§ **Job**: Reproduce the listing below exactly, minus its pictures.
-- START OF Records for the exercise --
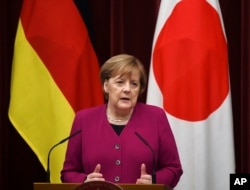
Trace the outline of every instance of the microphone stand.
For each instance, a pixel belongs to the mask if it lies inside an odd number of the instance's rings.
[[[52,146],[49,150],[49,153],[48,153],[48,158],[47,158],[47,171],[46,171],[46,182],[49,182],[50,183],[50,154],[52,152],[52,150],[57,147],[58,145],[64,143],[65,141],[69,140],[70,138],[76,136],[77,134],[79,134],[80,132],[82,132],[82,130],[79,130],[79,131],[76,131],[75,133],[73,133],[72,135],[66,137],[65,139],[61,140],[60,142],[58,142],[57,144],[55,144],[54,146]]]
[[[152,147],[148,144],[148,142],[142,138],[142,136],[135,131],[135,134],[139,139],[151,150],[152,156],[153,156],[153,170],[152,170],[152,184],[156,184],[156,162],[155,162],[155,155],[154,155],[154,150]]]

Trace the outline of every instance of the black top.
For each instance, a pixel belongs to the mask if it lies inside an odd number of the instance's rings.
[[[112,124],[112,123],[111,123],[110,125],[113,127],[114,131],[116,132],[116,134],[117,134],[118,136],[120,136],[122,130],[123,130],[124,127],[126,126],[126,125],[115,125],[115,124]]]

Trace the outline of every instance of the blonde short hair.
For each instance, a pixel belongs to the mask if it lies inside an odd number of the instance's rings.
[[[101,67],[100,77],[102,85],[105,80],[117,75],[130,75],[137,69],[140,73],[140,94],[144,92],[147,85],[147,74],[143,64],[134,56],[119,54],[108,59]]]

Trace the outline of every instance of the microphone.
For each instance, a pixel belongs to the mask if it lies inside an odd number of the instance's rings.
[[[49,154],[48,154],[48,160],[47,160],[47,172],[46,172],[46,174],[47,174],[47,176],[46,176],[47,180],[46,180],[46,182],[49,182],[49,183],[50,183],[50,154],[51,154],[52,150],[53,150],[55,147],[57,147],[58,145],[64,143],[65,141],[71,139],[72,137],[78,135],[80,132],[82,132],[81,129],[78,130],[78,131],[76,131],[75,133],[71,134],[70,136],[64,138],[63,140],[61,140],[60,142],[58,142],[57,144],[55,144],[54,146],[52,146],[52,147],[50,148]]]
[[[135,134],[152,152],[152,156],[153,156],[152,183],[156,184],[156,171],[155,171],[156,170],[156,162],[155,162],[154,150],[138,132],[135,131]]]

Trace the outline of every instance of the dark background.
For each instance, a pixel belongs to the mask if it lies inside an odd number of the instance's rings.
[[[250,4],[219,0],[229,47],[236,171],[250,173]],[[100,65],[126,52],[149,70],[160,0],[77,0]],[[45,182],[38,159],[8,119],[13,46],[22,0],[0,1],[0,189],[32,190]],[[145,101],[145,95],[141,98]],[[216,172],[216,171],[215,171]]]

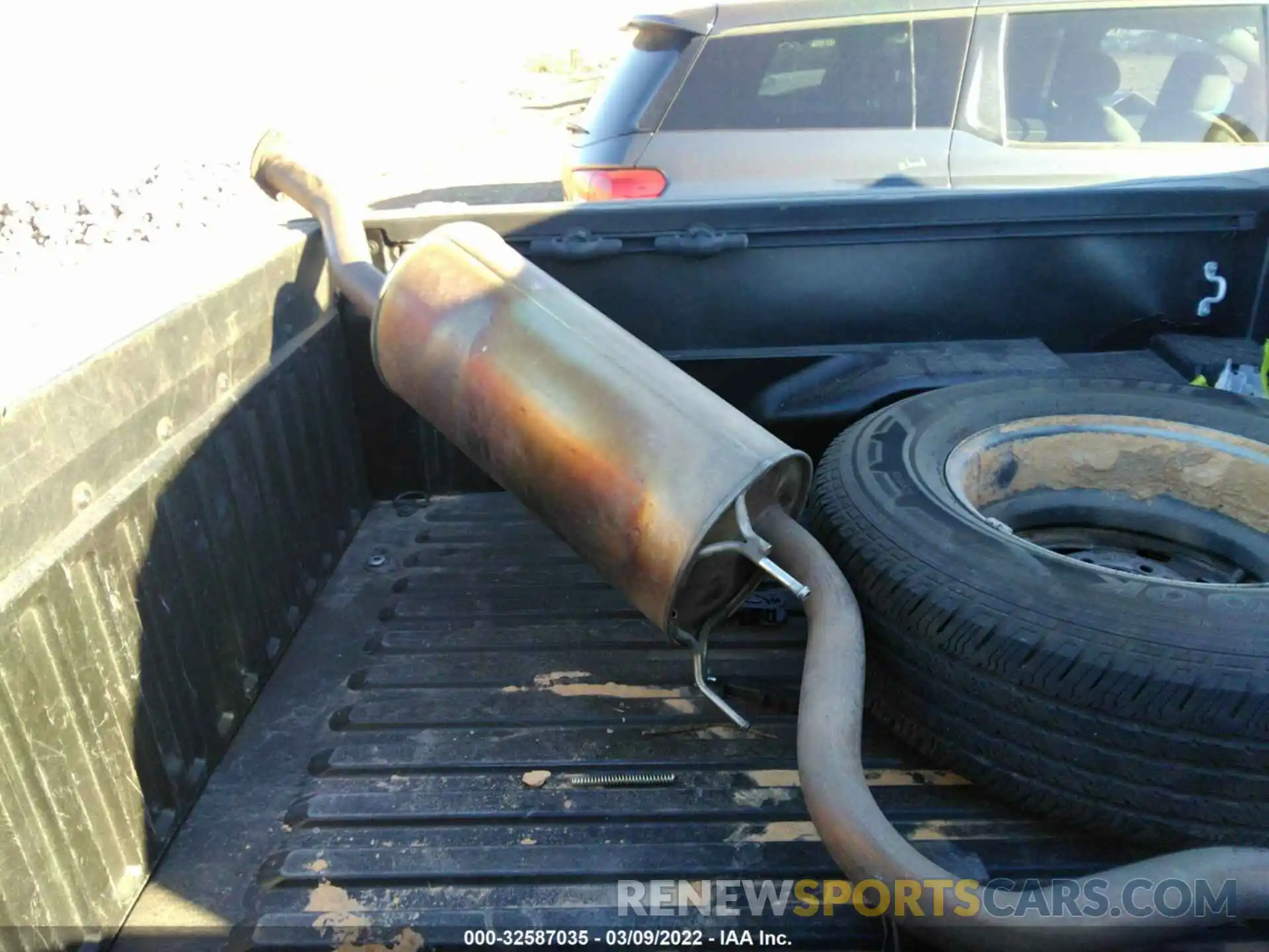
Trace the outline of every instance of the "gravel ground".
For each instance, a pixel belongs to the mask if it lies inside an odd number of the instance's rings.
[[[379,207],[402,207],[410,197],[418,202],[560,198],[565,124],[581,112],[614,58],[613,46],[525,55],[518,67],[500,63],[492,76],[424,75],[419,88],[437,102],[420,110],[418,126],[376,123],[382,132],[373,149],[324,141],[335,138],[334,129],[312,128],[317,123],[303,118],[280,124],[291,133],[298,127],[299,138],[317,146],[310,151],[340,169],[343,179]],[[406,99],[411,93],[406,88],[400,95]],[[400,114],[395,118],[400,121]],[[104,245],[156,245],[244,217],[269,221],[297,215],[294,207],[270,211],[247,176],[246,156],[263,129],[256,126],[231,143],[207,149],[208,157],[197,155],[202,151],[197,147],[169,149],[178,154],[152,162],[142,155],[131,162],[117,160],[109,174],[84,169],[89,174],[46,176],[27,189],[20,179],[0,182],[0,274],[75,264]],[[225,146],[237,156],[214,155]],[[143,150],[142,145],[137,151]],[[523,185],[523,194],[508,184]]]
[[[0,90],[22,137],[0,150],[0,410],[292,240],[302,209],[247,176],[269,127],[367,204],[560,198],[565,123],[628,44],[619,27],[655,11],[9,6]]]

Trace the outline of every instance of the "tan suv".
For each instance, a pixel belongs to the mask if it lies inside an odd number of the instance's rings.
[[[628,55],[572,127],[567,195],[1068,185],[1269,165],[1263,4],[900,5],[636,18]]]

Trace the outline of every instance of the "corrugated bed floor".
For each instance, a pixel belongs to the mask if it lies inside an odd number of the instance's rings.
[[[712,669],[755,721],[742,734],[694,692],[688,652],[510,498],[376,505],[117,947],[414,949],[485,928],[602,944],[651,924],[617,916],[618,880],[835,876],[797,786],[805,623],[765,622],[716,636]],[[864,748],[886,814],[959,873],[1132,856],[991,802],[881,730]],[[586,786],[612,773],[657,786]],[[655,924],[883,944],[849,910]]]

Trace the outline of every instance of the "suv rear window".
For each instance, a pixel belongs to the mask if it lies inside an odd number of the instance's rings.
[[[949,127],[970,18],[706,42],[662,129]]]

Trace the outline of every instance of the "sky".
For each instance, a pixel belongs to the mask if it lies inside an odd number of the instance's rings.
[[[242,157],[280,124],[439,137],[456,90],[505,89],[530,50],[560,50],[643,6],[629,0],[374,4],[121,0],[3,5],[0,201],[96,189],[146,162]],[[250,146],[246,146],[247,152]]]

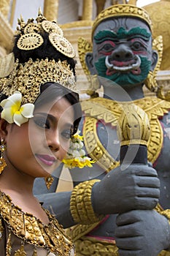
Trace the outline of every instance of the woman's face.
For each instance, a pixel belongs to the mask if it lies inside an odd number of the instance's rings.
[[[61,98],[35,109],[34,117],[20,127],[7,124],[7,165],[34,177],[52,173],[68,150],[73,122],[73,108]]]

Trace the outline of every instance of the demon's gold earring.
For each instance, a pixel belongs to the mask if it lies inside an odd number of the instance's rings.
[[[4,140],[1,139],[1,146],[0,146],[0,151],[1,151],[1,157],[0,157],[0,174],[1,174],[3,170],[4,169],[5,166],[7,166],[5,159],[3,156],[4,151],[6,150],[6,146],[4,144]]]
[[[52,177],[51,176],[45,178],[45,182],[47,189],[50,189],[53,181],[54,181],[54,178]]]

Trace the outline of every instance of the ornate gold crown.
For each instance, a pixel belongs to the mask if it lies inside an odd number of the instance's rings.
-- END OF Records for the exercise --
§ **Finished answer**:
Trace the outline of every instance of the microphone stand.
For each instance, a pixel belongs to the mask if it lies inside an odd number of the instance's rings.
[[[52,146],[49,150],[49,153],[48,153],[48,158],[47,158],[47,171],[46,171],[46,182],[49,182],[50,183],[50,154],[52,152],[52,150],[57,147],[58,145],[64,143],[65,141],[69,140],[70,138],[76,136],[77,134],[79,134],[80,132],[82,132],[82,130],[79,130],[79,131],[76,131],[75,133],[73,133],[72,135],[66,137],[65,139],[61,140],[60,142],[58,142],[57,144],[55,144],[54,146]]]
[[[152,147],[148,144],[148,142],[142,138],[142,136],[135,131],[135,134],[139,139],[151,150],[152,156],[153,156],[153,170],[152,170],[152,184],[156,184],[156,162],[155,162],[155,155],[154,155],[154,150]]]

Trace the outline of every instance of the black top.
For each instance, a pixel belongs to the mask if it lies inside an odd number of the instance's rings.
[[[112,124],[112,123],[111,123],[110,125],[113,127],[114,131],[116,132],[116,134],[117,134],[118,136],[120,136],[122,130],[123,130],[124,127],[126,126],[126,125],[115,125],[115,124]]]

Trace the outline of every instance of the blonde short hair.
For each instance, a pixel belongs to the mask if it lies inside an odd number of the instance's rings.
[[[101,67],[100,77],[102,85],[105,80],[117,75],[130,75],[137,69],[140,73],[140,94],[144,92],[147,85],[147,74],[143,64],[134,56],[119,54],[108,59]]]

Trace the outline of every instance of the microphone.
For each instance, a pixel belongs to the mask if it lies inside an odd number of the instance's rings.
[[[49,154],[48,154],[48,160],[47,160],[47,172],[46,172],[46,174],[47,174],[47,176],[46,176],[47,180],[46,180],[46,182],[49,182],[49,183],[50,183],[50,154],[51,154],[52,150],[53,150],[55,147],[57,147],[58,145],[64,143],[65,141],[71,139],[72,137],[78,135],[80,132],[82,132],[81,129],[78,130],[78,131],[76,131],[75,133],[71,134],[70,136],[64,138],[63,140],[61,140],[60,142],[58,142],[57,144],[55,144],[54,146],[52,146],[52,147],[50,148]]]
[[[135,134],[152,152],[152,156],[153,156],[152,183],[156,184],[156,171],[155,171],[156,170],[156,162],[155,162],[154,150],[138,132],[135,131]]]

Trace the outline of every instance of the dark background.
For each instance, a pixel belongs to the mask if it lies inside an odd number of the instance's rings.
[[[250,4],[219,0],[229,47],[236,171],[250,173]],[[100,65],[126,52],[149,70],[160,0],[77,0]],[[45,182],[38,159],[8,119],[13,46],[22,0],[0,1],[0,189],[32,190]],[[145,101],[145,95],[141,98]],[[216,172],[216,171],[215,171]]]

Trace the outline of every instance of the "gravel ground".
For each instance, a pixel belongs to the mask if it lies inside an odd number of the instance's rings.
[[[379,207],[402,207],[410,197],[418,202],[560,198],[565,124],[581,112],[614,58],[613,46],[525,55],[518,67],[500,63],[492,76],[424,75],[419,88],[437,102],[420,110],[418,126],[376,123],[382,132],[373,149],[324,141],[335,138],[334,129],[312,128],[317,123],[303,118],[280,124],[291,133],[298,127],[299,138],[317,146],[310,151],[340,169],[343,179]],[[406,99],[411,93],[406,88],[400,95]],[[400,114],[395,118],[400,121]],[[104,245],[156,245],[244,217],[269,221],[297,215],[294,207],[270,211],[247,176],[246,156],[263,129],[256,126],[231,143],[207,149],[208,157],[197,155],[202,151],[197,147],[169,149],[178,154],[152,162],[142,155],[131,162],[117,160],[109,174],[84,169],[89,174],[46,176],[27,189],[20,179],[0,182],[0,274],[75,264]],[[225,146],[237,156],[214,155]],[[143,150],[142,145],[137,151]],[[523,185],[523,194],[508,184]]]
[[[0,90],[22,137],[0,150],[0,410],[292,240],[302,209],[247,176],[269,127],[367,204],[560,198],[565,123],[628,44],[619,27],[655,11],[9,6]]]

Trace the outline of every instance of the "tan suv".
For each instance, a pixel belongs to the mask if it lies inside an odd number of the instance's rings.
[[[628,55],[572,127],[567,195],[1068,185],[1269,165],[1263,4],[900,5],[636,18]]]

Trace the outline of every instance of the "corrugated bed floor".
For each instance, a pixel belongs to the mask if it lies inside an odd number of the instance's rings.
[[[712,669],[755,721],[742,734],[694,692],[688,652],[510,498],[376,505],[117,947],[414,949],[485,928],[602,944],[651,924],[617,916],[618,880],[835,876],[797,786],[805,623],[765,622],[716,636]],[[864,748],[886,814],[959,873],[1132,856],[991,802],[881,730]],[[586,786],[612,773],[657,786]],[[655,924],[883,944],[849,910]]]

Trace the outline of every instance of the "suv rear window".
For each instance, a pixel belongs to the mask if it lies inside an odd number of the instance's rings.
[[[949,127],[970,18],[706,42],[662,129]]]

Trace the outline of every instance of the "sky".
For each instance, a pixel belongs to the mask if it lies inside an odd number of the instance's rings.
[[[242,157],[280,124],[439,137],[456,90],[505,89],[530,50],[560,50],[643,6],[629,0],[374,4],[121,0],[3,5],[0,201],[96,189],[146,162]],[[250,146],[246,146],[247,152]]]

Trace the outline of every instance of the woman's face.
For each instance, a pixel belongs to the mask if it lies inside an odd number of the instance's rings.
[[[61,98],[35,109],[34,117],[20,127],[7,124],[7,165],[34,177],[52,173],[68,150],[73,122],[73,108]]]

Trace the outline of every instance of the demon's gold earring.
For each instance, a pixel belongs to the mask if it lies inside an odd number of the instance's rings.
[[[4,140],[1,139],[1,146],[0,146],[0,151],[1,151],[1,157],[0,157],[0,174],[1,174],[3,170],[4,169],[5,166],[7,166],[5,159],[3,156],[4,151],[6,150],[6,146],[4,144]]]
[[[52,177],[51,176],[45,178],[45,182],[47,189],[50,189],[53,181],[54,181],[54,178]]]

Trace the outline of every instance of the ornate gold crown.
For each instance, a pixel belongs to the mask if it lies inside an odd number of the instance's rings.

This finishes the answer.